Aim of the exercise: Please write out exactly the lines that begin at the line containing "target | blue jeans" and run to the end of the records.

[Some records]
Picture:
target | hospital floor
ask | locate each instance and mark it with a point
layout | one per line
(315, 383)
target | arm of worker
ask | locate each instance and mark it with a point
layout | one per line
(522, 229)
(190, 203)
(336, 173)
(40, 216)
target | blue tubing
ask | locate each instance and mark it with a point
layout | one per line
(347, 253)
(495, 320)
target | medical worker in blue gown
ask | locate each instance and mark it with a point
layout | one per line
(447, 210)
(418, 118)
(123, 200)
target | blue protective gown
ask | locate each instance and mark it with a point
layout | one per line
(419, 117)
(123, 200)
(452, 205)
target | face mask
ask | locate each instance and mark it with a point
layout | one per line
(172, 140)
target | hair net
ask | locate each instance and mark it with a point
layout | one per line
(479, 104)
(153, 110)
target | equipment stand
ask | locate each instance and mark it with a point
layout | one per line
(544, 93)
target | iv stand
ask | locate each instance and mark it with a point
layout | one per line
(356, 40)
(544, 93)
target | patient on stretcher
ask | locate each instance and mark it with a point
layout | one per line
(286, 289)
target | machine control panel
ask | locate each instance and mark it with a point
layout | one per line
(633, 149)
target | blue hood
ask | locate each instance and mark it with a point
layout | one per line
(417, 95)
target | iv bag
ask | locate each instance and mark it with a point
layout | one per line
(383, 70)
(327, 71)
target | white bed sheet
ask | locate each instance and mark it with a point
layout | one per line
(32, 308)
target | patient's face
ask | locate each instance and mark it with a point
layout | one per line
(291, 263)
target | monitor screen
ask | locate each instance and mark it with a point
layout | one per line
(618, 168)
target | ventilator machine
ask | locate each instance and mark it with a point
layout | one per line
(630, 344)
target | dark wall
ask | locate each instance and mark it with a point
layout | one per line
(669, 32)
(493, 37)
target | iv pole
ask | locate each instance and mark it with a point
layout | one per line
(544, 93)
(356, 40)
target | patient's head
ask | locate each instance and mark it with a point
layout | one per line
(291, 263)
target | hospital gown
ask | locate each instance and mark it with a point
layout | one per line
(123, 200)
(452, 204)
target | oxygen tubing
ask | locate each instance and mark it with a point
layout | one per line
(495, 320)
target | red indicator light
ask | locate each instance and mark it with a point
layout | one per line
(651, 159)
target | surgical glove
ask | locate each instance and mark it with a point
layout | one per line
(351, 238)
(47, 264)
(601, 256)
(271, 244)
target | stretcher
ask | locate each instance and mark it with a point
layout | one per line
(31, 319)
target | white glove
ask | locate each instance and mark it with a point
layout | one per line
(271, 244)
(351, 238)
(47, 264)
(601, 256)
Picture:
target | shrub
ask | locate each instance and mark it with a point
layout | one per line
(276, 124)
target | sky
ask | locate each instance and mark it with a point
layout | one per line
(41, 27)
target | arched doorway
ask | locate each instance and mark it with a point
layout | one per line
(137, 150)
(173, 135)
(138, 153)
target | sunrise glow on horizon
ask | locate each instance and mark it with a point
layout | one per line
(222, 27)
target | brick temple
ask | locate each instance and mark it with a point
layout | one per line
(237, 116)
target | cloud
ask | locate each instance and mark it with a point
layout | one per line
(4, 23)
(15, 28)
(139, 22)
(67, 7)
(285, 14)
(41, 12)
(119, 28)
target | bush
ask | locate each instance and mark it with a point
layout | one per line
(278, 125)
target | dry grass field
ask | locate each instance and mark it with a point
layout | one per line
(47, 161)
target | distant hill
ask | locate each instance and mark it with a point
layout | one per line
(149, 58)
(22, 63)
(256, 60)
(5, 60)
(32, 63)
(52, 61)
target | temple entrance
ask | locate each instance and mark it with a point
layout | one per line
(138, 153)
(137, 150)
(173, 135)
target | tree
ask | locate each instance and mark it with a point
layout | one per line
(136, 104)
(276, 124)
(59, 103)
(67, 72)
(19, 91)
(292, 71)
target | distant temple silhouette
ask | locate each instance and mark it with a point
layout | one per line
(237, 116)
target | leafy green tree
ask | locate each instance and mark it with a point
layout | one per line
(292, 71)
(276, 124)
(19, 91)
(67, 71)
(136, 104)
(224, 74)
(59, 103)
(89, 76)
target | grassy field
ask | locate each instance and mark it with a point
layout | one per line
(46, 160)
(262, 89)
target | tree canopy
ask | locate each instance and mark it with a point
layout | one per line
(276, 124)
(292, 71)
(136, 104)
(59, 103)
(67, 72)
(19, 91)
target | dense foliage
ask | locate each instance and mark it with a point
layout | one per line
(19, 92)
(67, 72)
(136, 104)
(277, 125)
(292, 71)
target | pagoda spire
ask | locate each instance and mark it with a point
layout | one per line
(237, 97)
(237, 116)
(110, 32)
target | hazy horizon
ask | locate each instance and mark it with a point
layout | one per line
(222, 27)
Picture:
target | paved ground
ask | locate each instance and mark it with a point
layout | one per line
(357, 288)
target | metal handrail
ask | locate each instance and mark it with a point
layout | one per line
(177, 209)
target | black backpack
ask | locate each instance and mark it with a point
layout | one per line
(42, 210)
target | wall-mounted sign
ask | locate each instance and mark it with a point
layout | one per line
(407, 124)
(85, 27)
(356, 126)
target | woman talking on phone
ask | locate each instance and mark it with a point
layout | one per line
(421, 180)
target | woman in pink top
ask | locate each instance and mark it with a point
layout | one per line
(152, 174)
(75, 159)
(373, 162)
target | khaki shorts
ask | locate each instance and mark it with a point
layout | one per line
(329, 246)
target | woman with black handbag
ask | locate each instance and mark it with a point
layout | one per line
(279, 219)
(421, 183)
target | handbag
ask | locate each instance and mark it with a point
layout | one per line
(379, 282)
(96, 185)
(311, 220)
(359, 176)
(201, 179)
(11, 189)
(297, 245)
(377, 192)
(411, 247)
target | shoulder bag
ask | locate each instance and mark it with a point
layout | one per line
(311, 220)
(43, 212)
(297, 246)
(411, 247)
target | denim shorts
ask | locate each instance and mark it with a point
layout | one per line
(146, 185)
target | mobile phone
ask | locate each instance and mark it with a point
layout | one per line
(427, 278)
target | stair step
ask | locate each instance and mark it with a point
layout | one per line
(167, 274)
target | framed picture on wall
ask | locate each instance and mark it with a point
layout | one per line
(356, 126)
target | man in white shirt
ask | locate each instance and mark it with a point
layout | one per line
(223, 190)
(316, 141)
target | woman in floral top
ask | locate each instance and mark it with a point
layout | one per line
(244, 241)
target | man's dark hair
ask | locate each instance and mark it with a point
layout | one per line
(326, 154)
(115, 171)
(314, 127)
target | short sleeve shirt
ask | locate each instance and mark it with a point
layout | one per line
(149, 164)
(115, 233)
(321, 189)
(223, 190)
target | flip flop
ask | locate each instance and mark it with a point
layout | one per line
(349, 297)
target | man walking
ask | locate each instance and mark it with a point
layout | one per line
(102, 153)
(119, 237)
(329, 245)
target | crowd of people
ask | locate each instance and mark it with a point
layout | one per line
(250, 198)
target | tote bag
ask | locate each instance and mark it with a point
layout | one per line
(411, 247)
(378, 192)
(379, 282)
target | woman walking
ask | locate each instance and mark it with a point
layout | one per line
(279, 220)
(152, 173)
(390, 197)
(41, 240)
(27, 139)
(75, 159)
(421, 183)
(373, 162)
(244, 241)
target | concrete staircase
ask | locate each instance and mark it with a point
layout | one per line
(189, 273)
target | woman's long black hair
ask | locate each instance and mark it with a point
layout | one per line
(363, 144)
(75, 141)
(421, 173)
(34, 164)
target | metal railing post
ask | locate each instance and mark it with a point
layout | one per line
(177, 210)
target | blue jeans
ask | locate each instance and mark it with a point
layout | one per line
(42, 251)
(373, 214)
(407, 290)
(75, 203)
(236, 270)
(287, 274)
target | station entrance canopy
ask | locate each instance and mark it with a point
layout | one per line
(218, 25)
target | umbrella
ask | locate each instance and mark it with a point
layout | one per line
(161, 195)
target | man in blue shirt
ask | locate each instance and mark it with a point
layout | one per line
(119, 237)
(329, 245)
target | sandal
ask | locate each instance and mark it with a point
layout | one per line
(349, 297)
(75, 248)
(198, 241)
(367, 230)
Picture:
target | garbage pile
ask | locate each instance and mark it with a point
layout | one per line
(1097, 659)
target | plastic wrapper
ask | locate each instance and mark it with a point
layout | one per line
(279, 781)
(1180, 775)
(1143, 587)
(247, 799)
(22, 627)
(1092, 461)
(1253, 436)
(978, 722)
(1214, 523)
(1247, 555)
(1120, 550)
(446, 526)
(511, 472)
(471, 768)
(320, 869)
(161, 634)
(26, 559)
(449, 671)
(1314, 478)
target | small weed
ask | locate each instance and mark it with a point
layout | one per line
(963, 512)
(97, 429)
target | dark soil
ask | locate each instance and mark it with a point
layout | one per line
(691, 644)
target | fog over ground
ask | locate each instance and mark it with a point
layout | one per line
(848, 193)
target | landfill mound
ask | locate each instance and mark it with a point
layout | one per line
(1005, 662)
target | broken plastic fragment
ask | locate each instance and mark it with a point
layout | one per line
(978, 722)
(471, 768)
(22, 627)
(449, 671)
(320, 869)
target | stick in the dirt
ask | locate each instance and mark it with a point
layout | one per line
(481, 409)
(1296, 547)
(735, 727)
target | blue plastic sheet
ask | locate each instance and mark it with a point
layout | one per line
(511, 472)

Full solution:
target | blue jeans
ask | locate each instance and mark it with a point
layout | one per line
(42, 251)
(373, 214)
(407, 290)
(75, 203)
(236, 270)
(287, 274)
target | station entrance canopy
ask | locate each instance and mark it with a point
layout | one per line
(218, 25)
target | umbrella
ask | locate each instance and mark it with a point
layout | one per line
(161, 195)
target | man in blue shirt
ask | locate each instance and mark it with a point
layout | one per line
(119, 237)
(329, 245)
target | sandal
ask | locate each instance and mark it with a point
layout | one per line
(349, 297)
(75, 248)
(198, 241)
(367, 230)
Picture:
target | garbage pile
ask | locate each instance and mark it with a point
layout | one per line
(1097, 659)
target | plastic wrapper
ask | locate each instance and mark it with a point
layout | one per line
(279, 781)
(1180, 775)
(1143, 587)
(247, 799)
(22, 627)
(1092, 461)
(1253, 436)
(978, 722)
(1214, 523)
(1247, 555)
(1120, 550)
(446, 526)
(511, 472)
(471, 768)
(320, 869)
(161, 634)
(26, 559)
(449, 671)
(1314, 478)
target | small weed
ask | locate each instance and mark it with a point
layout | one per line
(963, 512)
(97, 429)
target | dark soil
ask | locate each instance and mark it with a point
layout | one per line
(691, 644)
target | fog over ground
ask | locate each instance and mark it with a point
layout | one per line
(848, 193)
target | landfill mound
ask | locate each instance and mark it with a point
layout | one per line
(1005, 662)
target | broken plastic fragment
ask | locate each instance and mark it with a point
layout | one per line
(978, 722)
(471, 768)
(22, 627)
(449, 671)
(320, 869)
target | stick in the dirt
ask | locate each instance and mark it with a point
layout | one per line
(481, 409)
(1296, 547)
(735, 727)
target | blue plastic sheet
ask | locate each instance and mark it with a point
layout | one per line
(511, 472)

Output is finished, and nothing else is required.